— start of Source excerpt —

Reconfiguring or Recovering an etcd Cluster in Terminal Server
This document describes how to reconfigure an etcd node or restore a whole etcd cluster that is used by Terminal Server.
Follow this guide only if you were referred to it from a different chapter from the documentation.
Checking a Terminal Server etcd Cluster's Health
Connect to a server where YSoft SafeQ Management Service is installed
Start Command line (CMD) and navigate to the "<install_dir>\SPOC\terminalserver\etcd\" folder
Check the Terminal Server etcd cluster's health
Run this command:
etcdctl.exe --endpoint http:
//10.0.5.217:2377 cluster-health
Replace 10.0.5.217 with the actual IP of a server where is Spooler Controller still functional or where the configuration will not be changed.

— end of Source excerpt —
— start of Dataset —

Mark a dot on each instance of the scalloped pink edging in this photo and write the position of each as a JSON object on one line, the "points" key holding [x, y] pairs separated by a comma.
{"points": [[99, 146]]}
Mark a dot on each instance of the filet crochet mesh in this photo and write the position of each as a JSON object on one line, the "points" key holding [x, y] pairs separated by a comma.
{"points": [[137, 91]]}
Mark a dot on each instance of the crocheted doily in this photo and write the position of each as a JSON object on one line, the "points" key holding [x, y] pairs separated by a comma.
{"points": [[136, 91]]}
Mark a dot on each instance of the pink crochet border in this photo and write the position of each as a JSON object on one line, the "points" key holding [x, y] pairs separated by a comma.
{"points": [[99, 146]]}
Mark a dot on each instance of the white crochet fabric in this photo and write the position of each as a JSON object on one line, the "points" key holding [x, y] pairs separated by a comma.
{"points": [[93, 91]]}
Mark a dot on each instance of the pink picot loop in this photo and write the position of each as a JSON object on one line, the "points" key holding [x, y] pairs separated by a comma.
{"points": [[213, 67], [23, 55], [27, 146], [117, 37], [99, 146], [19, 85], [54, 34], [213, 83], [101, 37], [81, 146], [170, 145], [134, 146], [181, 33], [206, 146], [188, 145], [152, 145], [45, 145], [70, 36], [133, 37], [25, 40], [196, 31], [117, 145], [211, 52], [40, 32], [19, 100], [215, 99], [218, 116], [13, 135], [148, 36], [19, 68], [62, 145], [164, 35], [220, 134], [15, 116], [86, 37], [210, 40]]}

— end of Dataset —

**Given request 1**
From the etcd cluster guide, reproduce the passage that begins at the words "Reconfiguring or Recovering" and stops after "not be changed.".
**Given request 2**
According to the etcd cluster guide, what should the address 10.0.5.217 be replaced with?
**Given request 3**
Summarize the etcd cluster guide in two sentences.

**Exercise output 1**
Reconfiguring or Recovering an etcd Cluster in Terminal Server
This document describes how to reconfigure an etcd node or restore a whole etcd cluster that is used by Terminal Server.
Follow this guide only if you were referred to it from a different chapter from the documentation.
Checking a Terminal Server etcd Cluster's Health
Connect to a server where YSoft SafeQ Management Service is installed
Start Command line (CMD) and navigate to the "<install_dir>\SPOC\terminalserver\etcd\" folder
Check the Terminal Server etcd cluster's health
Run this command:
etcdctl.exe --endpoint http:
//10.0.5.217:2377 cluster-health
Replace 10.0.5.217 with the actual IP of a server where is Spooler Controller still functional or where the configuration will not be changed.

**Exercise output 2**
The actual IP of a server where Spooler Controller is still functional or where the configuration will not be changed.

**Exercise output 3**
The guide describes how to reconfigure an etcd node or restore a whole etcd cluster used by Terminal Server, and it should be followed only when another chapter of the documentation refers to it. To check the cluster's health, connect to a server with YSoft SafeQ Management Service installed, open Command line in the etcd folder under the install directory, and run the etcdctl cluster-health command against the IP of a server where Spooler Controller still works or where the configuration will not change.